# Consigne A:
S'il vous plaît, expliquez en une à trois phrases pourquoi le passage qualifie la région de Santander de zone de faiblesse du front nord.
# Consigne B:
Selon le passage, quel officier Caballero a-t-il envoyé aux Asturies ?

# Passage:
La Révolution et la Guerre d’Espagne

II.4 : La conquête du Nord

Depuis la chute de Saint-Sébastien et d'Irun, qui a privé le front nord de toute possibilité de ravitaillement par la frontière française, aucune tentative de réelle importance n'a été entreprise contre le Pays basque. Les forces de Mola les plus solidement organisées ont été dirigées sur Madrid. Ni du côté républicain, ni du côté nationaliste, il n'y a, pendant de longs mois, de troupes nombreuses et bien armées. Le nombre des combattants ne permet pas de tenir un front continu de la Biscaye à la Galice. La bataille se rallume épisodiquement dans l'un, puis dans l'autre secteur; leur conquête successive marquera, au cours de l'année, les étapes de l'offensive nationaliste: la Biscaye, Santander, les Asturies.

Le front nord

Dès le premier regard, il apparaît qu'on se trouve en face de deux zones de résistance solide, mais dont les régimes politiques sont diamétralement opposés, le Pays basque, conservateur et catholique, mais que ses aspirations nationales ont rallié au parti de la République, et les Asturies ouvrières, bastion de la révolution en octobre 34 comme en juillet 36. Au centre, par contraste, une zone de faiblesse, la région de Santander, où le Comité de guerre se trouve devant un problème insoluble, la défense de la partie la plus vaste du front avec des troupes particulièrement peu nombreuses et mal armées ; la fragilité de ce secteur est encore accrue par les dissensions entre socialistes et anarchistes.

Le fait que les combats décisifs se soient déroulés autour de Bilbao, l'influence de la résistance basque et ses répercussions à l'étranger, cachent un peu trop la coexistence de ces trois centres. Il faudra pourtant attendre le milieu de l'année 37 pour que soit unifié le commandement militaire, preuve suffisante qu'il n'y a pas de véritable entente, même dans ce domaine. Les officiers envoyés par Caballero, le capitaine Ciutat aux Asturies, le général Llano de Encomienda au Pays basque, se sont employés depuis des mois, avec l'aide des techniciens russes, à réaliser l'unité sans y parvenir. Sous des étiquettes semblables d'unités « militarisées », les troupes restent différentes: « milices basques », unités en uniforme, encadrées par des aumôniers, ignorant le « mono » et les commissaires politiques, « milices asturiennes », où partis et syndicats exercent leur contrôle [1].

# Extraits de données:
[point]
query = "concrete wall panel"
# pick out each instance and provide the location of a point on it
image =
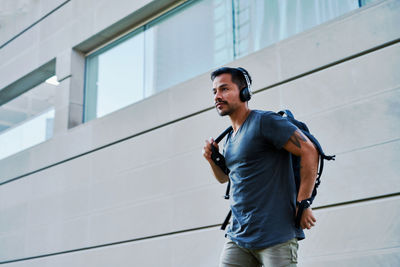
(335, 241)
(344, 234)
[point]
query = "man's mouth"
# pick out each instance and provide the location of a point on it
(219, 104)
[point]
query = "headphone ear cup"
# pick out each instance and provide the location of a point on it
(245, 94)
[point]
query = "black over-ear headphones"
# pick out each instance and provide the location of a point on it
(245, 93)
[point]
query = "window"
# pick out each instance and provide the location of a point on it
(28, 119)
(192, 39)
(177, 46)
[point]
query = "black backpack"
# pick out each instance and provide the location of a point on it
(219, 160)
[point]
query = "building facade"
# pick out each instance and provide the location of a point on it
(101, 165)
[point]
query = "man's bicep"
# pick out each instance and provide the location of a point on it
(297, 143)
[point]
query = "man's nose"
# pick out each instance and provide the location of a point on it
(217, 96)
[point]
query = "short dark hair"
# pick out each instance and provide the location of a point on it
(237, 76)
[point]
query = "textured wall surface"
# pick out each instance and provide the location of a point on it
(126, 191)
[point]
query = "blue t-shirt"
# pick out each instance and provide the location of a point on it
(263, 191)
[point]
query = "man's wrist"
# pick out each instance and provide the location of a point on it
(305, 203)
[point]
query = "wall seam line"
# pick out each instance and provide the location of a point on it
(33, 24)
(183, 231)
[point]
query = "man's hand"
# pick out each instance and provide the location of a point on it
(307, 219)
(218, 173)
(207, 150)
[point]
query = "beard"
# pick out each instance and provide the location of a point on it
(227, 111)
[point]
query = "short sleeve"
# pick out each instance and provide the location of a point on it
(276, 129)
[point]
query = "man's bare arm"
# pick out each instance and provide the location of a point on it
(218, 173)
(301, 146)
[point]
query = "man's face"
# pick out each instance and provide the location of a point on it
(226, 94)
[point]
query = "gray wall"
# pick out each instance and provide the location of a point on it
(126, 191)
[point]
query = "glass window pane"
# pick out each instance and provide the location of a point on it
(260, 23)
(27, 120)
(187, 42)
(115, 77)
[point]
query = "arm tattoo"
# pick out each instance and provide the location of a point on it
(297, 137)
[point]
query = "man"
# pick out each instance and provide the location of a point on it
(263, 192)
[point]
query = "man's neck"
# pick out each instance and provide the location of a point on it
(238, 118)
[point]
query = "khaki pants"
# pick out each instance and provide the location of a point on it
(284, 254)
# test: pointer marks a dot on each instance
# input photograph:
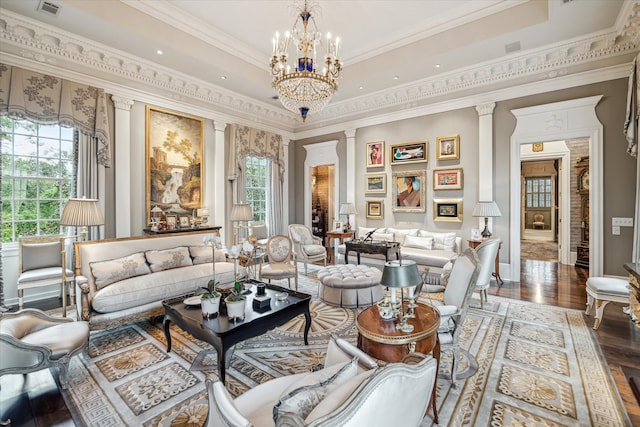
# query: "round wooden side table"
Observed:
(379, 338)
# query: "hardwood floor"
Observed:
(34, 400)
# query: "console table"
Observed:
(384, 248)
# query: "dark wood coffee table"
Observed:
(223, 334)
(375, 247)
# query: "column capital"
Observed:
(484, 109)
(122, 102)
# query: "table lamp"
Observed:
(82, 213)
(239, 212)
(486, 210)
(347, 209)
(401, 274)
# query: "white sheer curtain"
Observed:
(246, 141)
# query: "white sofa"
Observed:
(122, 280)
(426, 248)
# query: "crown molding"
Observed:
(121, 72)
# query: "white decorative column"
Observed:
(123, 163)
(215, 176)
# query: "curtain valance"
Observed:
(46, 99)
(246, 141)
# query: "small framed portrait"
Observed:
(448, 147)
(409, 191)
(411, 152)
(375, 183)
(375, 154)
(447, 210)
(447, 179)
(172, 221)
(185, 221)
(375, 209)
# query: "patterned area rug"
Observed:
(534, 362)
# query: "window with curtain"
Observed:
(38, 177)
(257, 185)
(538, 192)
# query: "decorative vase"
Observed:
(210, 306)
(235, 309)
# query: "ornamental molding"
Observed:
(65, 51)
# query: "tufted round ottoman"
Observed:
(349, 285)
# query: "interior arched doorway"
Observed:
(561, 120)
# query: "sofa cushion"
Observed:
(400, 233)
(418, 242)
(203, 254)
(168, 258)
(302, 400)
(116, 270)
(443, 241)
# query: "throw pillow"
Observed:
(203, 254)
(301, 401)
(418, 242)
(115, 270)
(168, 258)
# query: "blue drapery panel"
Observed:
(45, 99)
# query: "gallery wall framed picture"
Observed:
(174, 152)
(409, 191)
(375, 154)
(447, 210)
(375, 183)
(374, 209)
(448, 147)
(410, 152)
(447, 179)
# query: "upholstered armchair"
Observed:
(307, 246)
(340, 394)
(453, 310)
(279, 260)
(42, 262)
(31, 340)
(486, 252)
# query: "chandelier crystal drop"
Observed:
(303, 88)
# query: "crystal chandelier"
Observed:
(304, 89)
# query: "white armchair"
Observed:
(360, 400)
(487, 252)
(307, 246)
(453, 310)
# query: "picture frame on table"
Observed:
(375, 183)
(174, 142)
(409, 191)
(375, 154)
(447, 210)
(374, 209)
(448, 147)
(410, 152)
(447, 179)
(184, 221)
(172, 221)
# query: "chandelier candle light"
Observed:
(305, 89)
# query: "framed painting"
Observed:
(174, 151)
(448, 147)
(447, 210)
(375, 183)
(411, 152)
(375, 154)
(409, 191)
(375, 209)
(447, 179)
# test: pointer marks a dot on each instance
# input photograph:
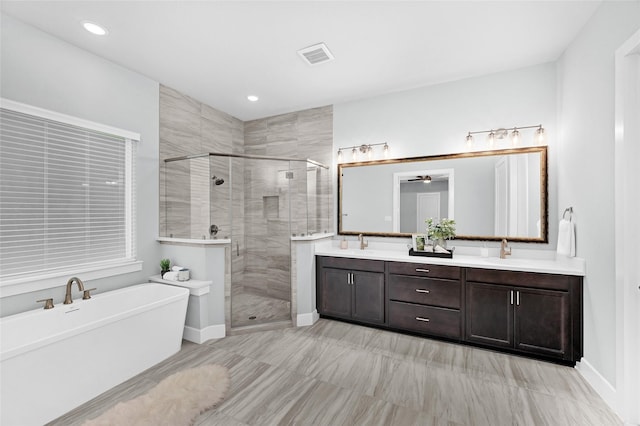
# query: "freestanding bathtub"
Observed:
(56, 359)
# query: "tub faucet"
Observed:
(503, 249)
(363, 244)
(67, 296)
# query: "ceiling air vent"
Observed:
(316, 54)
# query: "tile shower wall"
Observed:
(189, 204)
(302, 134)
(189, 127)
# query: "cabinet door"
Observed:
(368, 297)
(335, 293)
(543, 322)
(489, 314)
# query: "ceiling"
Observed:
(221, 51)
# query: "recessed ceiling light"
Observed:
(94, 28)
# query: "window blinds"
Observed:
(66, 195)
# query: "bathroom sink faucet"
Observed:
(363, 244)
(67, 296)
(503, 249)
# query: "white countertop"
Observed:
(542, 262)
(196, 287)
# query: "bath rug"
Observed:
(177, 400)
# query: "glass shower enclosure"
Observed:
(258, 203)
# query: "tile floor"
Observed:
(248, 309)
(334, 373)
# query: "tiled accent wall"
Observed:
(259, 190)
(302, 134)
(190, 127)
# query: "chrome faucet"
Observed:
(503, 249)
(67, 296)
(363, 244)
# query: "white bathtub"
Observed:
(56, 359)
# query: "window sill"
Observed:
(27, 284)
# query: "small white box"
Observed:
(183, 275)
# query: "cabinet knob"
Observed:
(48, 303)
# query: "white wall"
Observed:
(41, 70)
(586, 117)
(435, 120)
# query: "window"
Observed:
(66, 194)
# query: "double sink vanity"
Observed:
(529, 303)
(529, 306)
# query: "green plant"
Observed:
(165, 264)
(443, 230)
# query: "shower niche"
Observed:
(258, 203)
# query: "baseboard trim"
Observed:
(598, 383)
(307, 319)
(201, 335)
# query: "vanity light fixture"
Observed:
(363, 150)
(469, 140)
(515, 137)
(94, 28)
(502, 133)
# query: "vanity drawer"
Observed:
(425, 319)
(425, 270)
(425, 291)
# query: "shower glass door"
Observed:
(260, 241)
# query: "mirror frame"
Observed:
(544, 212)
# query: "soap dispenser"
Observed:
(344, 244)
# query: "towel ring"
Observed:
(570, 210)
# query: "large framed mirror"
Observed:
(491, 195)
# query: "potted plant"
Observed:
(165, 266)
(440, 232)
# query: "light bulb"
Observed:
(515, 137)
(94, 28)
(469, 140)
(540, 136)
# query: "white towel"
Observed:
(170, 276)
(566, 238)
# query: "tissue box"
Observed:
(183, 275)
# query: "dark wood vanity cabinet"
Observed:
(352, 289)
(425, 299)
(532, 313)
(535, 314)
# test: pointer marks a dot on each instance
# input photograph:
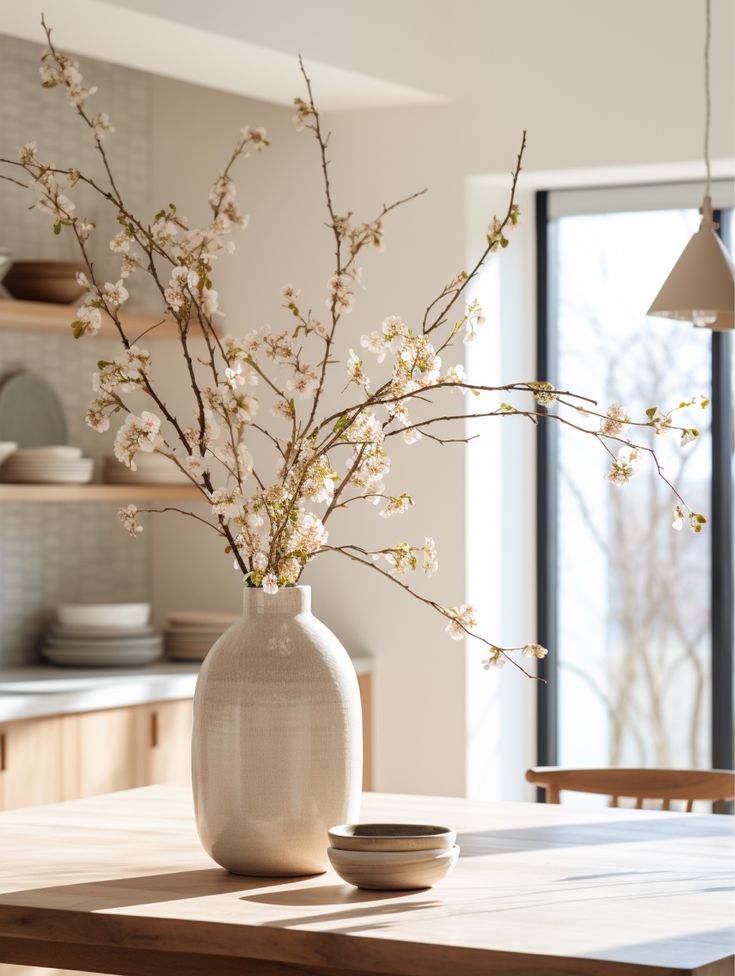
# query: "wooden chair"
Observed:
(715, 785)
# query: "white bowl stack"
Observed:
(152, 469)
(190, 634)
(57, 464)
(102, 635)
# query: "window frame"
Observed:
(720, 527)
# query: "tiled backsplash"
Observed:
(52, 553)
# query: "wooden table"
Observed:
(119, 884)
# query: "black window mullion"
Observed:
(721, 527)
(722, 549)
(546, 504)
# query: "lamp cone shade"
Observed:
(701, 286)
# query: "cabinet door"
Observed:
(365, 682)
(164, 742)
(100, 754)
(31, 755)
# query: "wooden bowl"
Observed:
(391, 837)
(393, 870)
(44, 281)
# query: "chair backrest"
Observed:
(640, 784)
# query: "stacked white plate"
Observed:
(47, 465)
(189, 634)
(102, 635)
(152, 469)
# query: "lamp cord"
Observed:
(707, 97)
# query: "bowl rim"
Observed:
(398, 857)
(420, 832)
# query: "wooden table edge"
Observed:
(129, 949)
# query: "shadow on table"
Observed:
(145, 889)
(367, 903)
(478, 843)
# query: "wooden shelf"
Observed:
(47, 317)
(99, 493)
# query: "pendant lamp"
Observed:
(701, 286)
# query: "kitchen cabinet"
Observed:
(64, 757)
(31, 762)
(100, 752)
(163, 736)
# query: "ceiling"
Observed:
(251, 48)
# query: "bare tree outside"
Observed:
(637, 643)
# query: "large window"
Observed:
(638, 617)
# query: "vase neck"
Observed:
(288, 601)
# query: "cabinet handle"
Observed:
(154, 729)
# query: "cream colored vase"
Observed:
(277, 740)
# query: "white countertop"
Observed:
(43, 690)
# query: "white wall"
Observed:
(596, 84)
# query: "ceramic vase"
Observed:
(277, 739)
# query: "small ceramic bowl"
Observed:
(393, 870)
(44, 281)
(391, 837)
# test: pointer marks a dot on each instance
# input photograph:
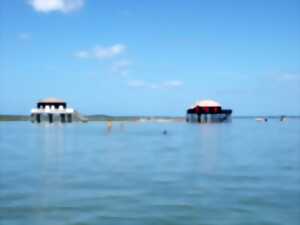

# Réponse rédigée A:
Le Comité de guerre doit y défendre la partie la plus vaste du front avec des troupes particulièrement peu nombreuses et mal armées. Les dissensions entre socialistes et anarchistes accroissent encore la fragilité de ce secteur.

# Réponse rédigée B:
Le capitaine Ciutat.